# DIRECTIONS FOR THIS TASK:
Reproduce every item below, substituting "short description" for each occurrence of "noun phrase" and leaving all other text unchanged. Omit the pictures from your output.
Start of RECORDS SUPPLIED
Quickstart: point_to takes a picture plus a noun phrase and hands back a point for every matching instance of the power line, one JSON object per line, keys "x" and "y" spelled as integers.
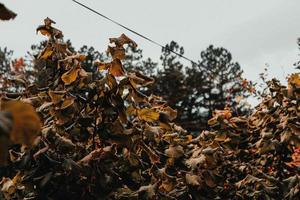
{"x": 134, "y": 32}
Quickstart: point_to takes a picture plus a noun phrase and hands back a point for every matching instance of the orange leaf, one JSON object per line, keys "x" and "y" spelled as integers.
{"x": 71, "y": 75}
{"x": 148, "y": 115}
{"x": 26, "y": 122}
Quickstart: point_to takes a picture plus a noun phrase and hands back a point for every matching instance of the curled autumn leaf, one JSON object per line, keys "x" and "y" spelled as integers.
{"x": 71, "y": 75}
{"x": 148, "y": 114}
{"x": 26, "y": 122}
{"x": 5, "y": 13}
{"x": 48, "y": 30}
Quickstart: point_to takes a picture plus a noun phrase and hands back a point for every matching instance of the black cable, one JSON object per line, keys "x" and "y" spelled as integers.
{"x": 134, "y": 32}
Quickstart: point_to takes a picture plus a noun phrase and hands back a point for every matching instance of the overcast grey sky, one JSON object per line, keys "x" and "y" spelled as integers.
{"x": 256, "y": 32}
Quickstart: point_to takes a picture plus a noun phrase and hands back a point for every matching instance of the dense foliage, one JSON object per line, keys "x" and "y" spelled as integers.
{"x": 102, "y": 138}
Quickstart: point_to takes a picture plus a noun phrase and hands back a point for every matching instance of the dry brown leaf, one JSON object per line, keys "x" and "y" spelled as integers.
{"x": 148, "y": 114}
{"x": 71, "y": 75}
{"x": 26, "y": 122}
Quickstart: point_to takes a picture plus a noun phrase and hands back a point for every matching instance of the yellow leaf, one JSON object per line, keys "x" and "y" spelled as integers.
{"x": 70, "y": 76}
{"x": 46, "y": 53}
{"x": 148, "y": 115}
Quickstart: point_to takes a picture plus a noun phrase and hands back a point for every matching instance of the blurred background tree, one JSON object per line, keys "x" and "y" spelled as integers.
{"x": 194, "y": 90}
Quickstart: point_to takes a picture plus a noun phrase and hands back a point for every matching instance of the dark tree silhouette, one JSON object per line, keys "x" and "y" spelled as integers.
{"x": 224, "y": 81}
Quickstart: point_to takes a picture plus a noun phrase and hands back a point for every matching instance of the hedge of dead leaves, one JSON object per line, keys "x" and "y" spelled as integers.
End of RECORDS SUPPLIED
# FINAL ANSWER:
Quickstart: point_to takes a picture plus a short description and hands back a point for every matching instance of the power line, one JSON object per line, keys "x" and "y" spelled as integers.
{"x": 134, "y": 32}
Quickstart: point_to takes a picture plus a short description and hands back a point for every matching instance of the orange leaf, one JSON object per line, keys "x" and "y" spelled as integers.
{"x": 71, "y": 75}
{"x": 148, "y": 115}
{"x": 26, "y": 122}
Quickstart: point_to takes a picture plus a short description and hands back a point for every matching instance of the curled autumn leaf, one JSON object per line, keys "x" and "y" spelled as integers.
{"x": 71, "y": 75}
{"x": 148, "y": 114}
{"x": 26, "y": 122}
{"x": 5, "y": 13}
{"x": 48, "y": 30}
Quickstart: point_to takes a picture plus a short description and hands back a point for every matching instance of the black cable, one JSON object per line, keys "x" and "y" spelled as integers.
{"x": 134, "y": 32}
Quickstart: point_to takes a picture plus a short description and hands back a point for every matching instance of the overcast grey sky, one JSON object per line, keys "x" and "y" spelled as integers.
{"x": 256, "y": 32}
Quickstart: point_to takes a picture plus a short description and hands back a point for every matching instance of the dense foliage, one JSON object per line, keys "x" and "y" spelled as integers.
{"x": 102, "y": 138}
Quickstart: point_to takes a picture plus a short description and hands back a point for every matching instance of the dry brown leaf, one JSON object per line, keys "x" and "y" spelled as integers.
{"x": 148, "y": 114}
{"x": 71, "y": 75}
{"x": 26, "y": 122}
Quickstart: point_to takes a picture plus a short description and hands back a point for every matching instance of the yellow leaf, one JSON object per line, keys "x" and "y" spelled as integers.
{"x": 70, "y": 76}
{"x": 46, "y": 53}
{"x": 148, "y": 115}
Quickstart: point_to takes a picture plus a short description and hands back a point for every matching instance of the blurred background tree, one JSON object per line, keys "x" and "y" spelled as integers.
{"x": 194, "y": 90}
Quickstart: point_to takes a picture plus a short description and hands back a point for every matching instance of the dark tree silhouette, one JSON object per line, keys "x" and "y" spelled as integers.
{"x": 224, "y": 81}
Quickstart: point_to takes a picture plus a short description and hands back a point for every matching instance of the hedge of dead leaves, one JSON object per line, keys "x" and "y" spelled as integers.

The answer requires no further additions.